I was on the opening panel for “The Corpus of Corpus: A Symposium on AIDS, Arts, and (Counter) Public Health” held at UC Riverside, Jan 22-23. Jaime Cortez, event co-organizer Keith Harris (with Ricardo Bracho), and I joined Pato Hebert (via Skype from London) to discuss the seeming-ever-to-be-waning role of art in HIV prevention and harm reduction, given the demise of CORPUS, APLA’s glossy yet messy (according to Cortez) arts publication that modeled a sex positive, “soulful communion between art and HIV” (Hebert), through a mix of voices— seasoned and developing, male and female, young and old, and of all races—dedicated to representing the sexual and emotional well being of gay men of color.

Jaime Cortez, Another Hero – Wonder Human

We talked about how the AIDS industry, public health, and social services have required didactic, directive, prohibitive communications aimed at enforcing gay men of color’s sexual health, while artists and activists (from the very beginning of the pandemic) have insisted upon complex and contradictory representations that represent “what surrounds that choice” (to use a condom), “what leads up to it” (Cortez.)

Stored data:
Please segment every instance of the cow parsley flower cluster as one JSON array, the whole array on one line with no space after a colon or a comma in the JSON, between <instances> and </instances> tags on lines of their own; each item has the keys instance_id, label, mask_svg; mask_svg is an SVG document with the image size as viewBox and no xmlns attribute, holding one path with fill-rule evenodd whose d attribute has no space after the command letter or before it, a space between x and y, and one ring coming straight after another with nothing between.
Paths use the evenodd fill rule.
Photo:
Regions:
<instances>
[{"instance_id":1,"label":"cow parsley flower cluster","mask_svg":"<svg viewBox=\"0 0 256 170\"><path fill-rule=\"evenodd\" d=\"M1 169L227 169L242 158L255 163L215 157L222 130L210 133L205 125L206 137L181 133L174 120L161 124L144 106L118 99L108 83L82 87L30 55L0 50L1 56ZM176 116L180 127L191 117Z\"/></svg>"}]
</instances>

**Problems to work on**
1. Quote word for word the part of the passage on the CORPUS symposium starting at "I was on the" and ending at "men of color.".
2. Write what comes next in the passage on the CORPUS symposium, picking up after its last sentence.
The items have nothing to do with this.

**Written answers**
1.
I was on the opening panel for “The Corpus of Corpus: A Symposium on AIDS, Arts, and (Counter) Public Health” held at UC Riverside, Jan 22-23. Jaime Cortez, event co-organizer Keith Harris (with Ricardo Bracho), and I joined Pato Hebert (via Skype from London) to discuss the seeming-ever-to-be-waning role of art in HIV prevention and harm reduction, given the demise of CORPUS, APLA’s glossy yet messy (according to Cortez) arts publication that modeled a sex positive, “soulful communion between art and HIV” (Hebert), through a mix of voices— seasoned and developing, male and female, young and old, and of all races—dedicated to representing the sexual and emotional well being of gay men of color.

2.
Pato Hebert, No Haters Here

While artists and activists have made representations of the multiple ways our lives have been effected by HIV—including our sexual blunders, messy desires, feelings of anger, shame, community, loss and pride—we have rarely been so well supported to do so (Corpus was funded by APLA, and 5,000 copies of each editions were distributed for free to its diverse audience of clients, educators, scholars, and artists). This we will surely miss.

Did Corpus fail because it could not last? Were dollars for art well spent given the material needs of gay men of color? Was Corpus even HIV prevention? This we debated. I suggested that while I do not think art saves lives, or even “stops AIDS,” it does make life worth living, it does mark the heart and soul of how we lived, it remembers those we lost, and it brings us together. Art makes life (worth living), as we were so gloriously reminded when the evening ended with a reading by Harris, Laurence Padua, Ramirez and Cortez.